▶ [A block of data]

------------------------------------

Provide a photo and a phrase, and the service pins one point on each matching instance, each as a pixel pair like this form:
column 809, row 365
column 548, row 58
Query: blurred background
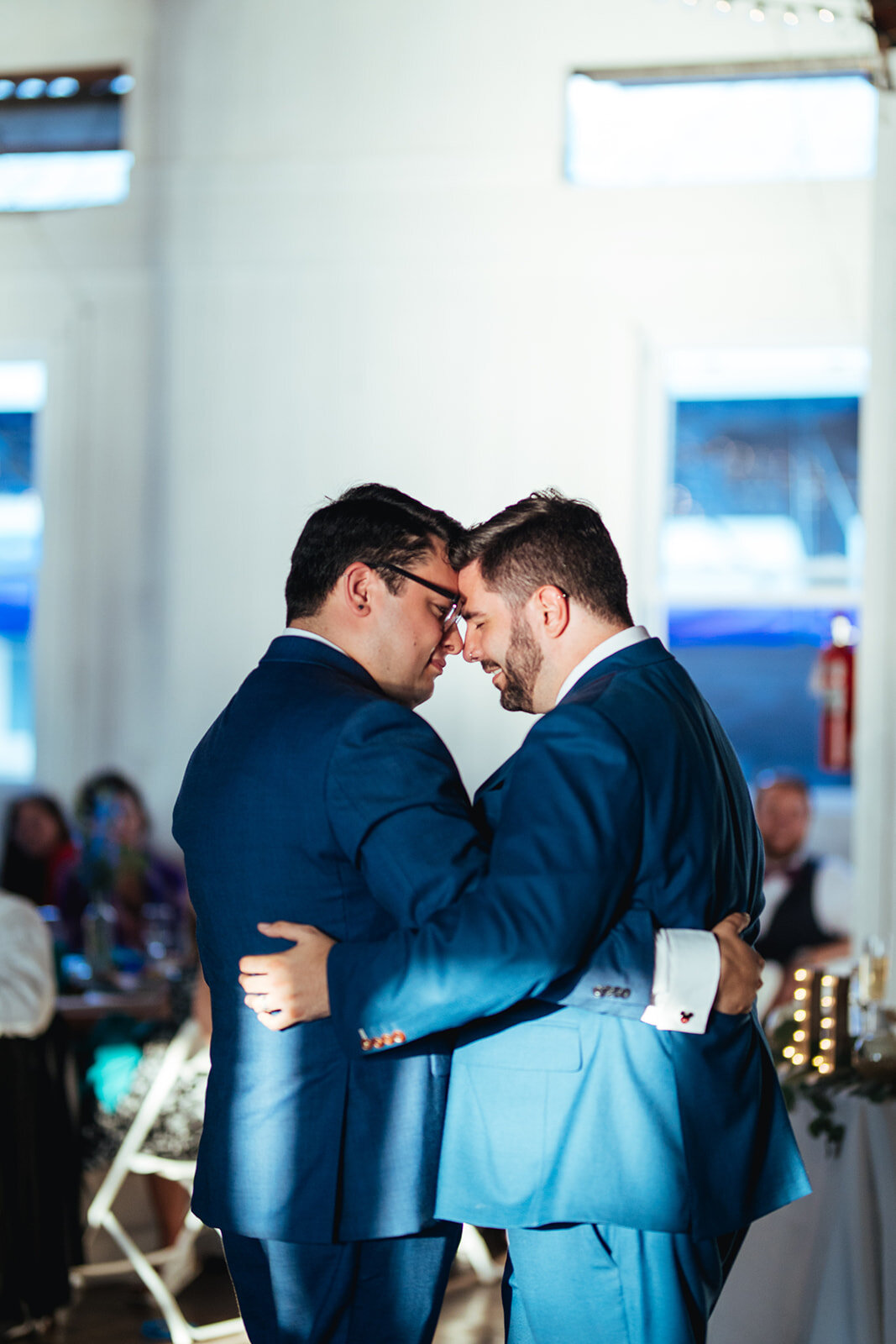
column 250, row 255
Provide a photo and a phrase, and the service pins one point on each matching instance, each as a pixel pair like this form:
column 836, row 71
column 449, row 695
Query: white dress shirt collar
column 320, row 638
column 624, row 640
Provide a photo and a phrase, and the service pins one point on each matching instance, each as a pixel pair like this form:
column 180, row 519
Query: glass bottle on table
column 875, row 1048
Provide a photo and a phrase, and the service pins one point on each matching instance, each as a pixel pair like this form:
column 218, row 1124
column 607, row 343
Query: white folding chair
column 183, row 1055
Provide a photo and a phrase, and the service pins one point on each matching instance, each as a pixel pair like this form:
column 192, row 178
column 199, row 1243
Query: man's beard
column 521, row 667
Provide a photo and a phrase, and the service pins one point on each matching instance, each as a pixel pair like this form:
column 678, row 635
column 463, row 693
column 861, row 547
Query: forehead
column 782, row 796
column 436, row 568
column 477, row 597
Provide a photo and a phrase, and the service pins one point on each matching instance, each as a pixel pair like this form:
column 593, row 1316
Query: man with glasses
column 318, row 797
column 625, row 1163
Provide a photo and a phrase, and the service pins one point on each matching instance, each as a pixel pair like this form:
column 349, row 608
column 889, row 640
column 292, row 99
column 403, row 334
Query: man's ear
column 553, row 611
column 356, row 588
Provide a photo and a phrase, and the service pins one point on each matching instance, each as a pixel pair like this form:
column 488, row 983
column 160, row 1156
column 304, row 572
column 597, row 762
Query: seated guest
column 36, row 848
column 808, row 897
column 39, row 1167
column 117, row 866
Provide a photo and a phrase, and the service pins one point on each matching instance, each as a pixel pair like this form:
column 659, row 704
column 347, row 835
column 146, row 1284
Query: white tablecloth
column 824, row 1269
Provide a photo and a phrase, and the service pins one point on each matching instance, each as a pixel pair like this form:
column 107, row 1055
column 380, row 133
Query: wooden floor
column 114, row 1312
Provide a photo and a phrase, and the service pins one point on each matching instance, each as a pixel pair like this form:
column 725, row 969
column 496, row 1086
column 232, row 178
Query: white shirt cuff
column 685, row 980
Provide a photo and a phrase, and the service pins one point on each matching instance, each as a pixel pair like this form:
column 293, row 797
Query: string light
column 790, row 11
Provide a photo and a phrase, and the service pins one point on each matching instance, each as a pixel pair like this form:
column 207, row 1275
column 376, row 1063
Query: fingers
column 736, row 922
column 275, row 1021
column 284, row 929
column 258, row 965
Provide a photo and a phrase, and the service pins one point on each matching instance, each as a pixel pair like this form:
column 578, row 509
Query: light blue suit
column 316, row 799
column 625, row 797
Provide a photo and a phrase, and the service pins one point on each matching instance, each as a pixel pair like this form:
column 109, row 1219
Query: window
column 60, row 138
column 762, row 541
column 656, row 129
column 22, row 396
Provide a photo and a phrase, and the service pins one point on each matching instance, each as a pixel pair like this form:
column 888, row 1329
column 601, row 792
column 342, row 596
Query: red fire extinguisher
column 833, row 682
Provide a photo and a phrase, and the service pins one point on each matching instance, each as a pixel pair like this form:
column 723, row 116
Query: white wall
column 349, row 255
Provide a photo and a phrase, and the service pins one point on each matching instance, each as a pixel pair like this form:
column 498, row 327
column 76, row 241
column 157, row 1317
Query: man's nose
column 452, row 642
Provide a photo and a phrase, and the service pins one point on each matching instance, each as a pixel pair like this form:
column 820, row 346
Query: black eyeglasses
column 450, row 617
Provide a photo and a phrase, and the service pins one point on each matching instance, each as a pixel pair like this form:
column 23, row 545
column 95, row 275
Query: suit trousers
column 589, row 1284
column 376, row 1292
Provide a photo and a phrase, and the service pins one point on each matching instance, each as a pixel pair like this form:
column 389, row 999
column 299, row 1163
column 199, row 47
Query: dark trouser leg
column 611, row 1285
column 349, row 1294
column 399, row 1287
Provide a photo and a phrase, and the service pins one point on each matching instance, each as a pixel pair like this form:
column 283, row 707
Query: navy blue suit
column 626, row 796
column 316, row 799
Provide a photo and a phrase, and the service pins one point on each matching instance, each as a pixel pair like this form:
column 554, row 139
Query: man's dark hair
column 371, row 523
column 98, row 790
column 547, row 538
column 782, row 780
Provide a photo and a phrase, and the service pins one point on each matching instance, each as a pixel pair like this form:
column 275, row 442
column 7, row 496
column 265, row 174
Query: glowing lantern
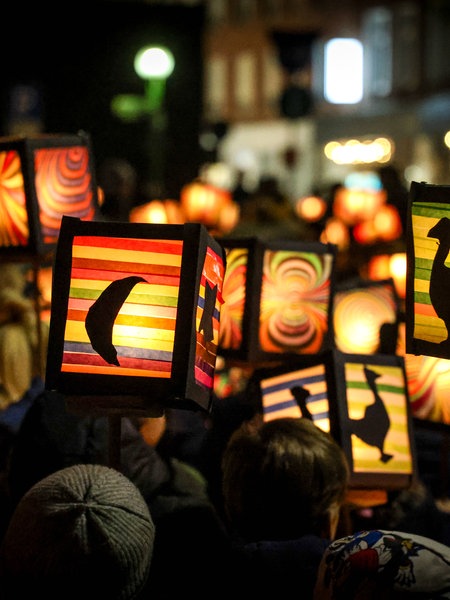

------------------------------------

▶ [Stated goal] Which lines in the records above contain the word "dark"? Gather every one of them and copy each in full.

▶ [Result]
Query: dark trouser leg
Query: man's dark hair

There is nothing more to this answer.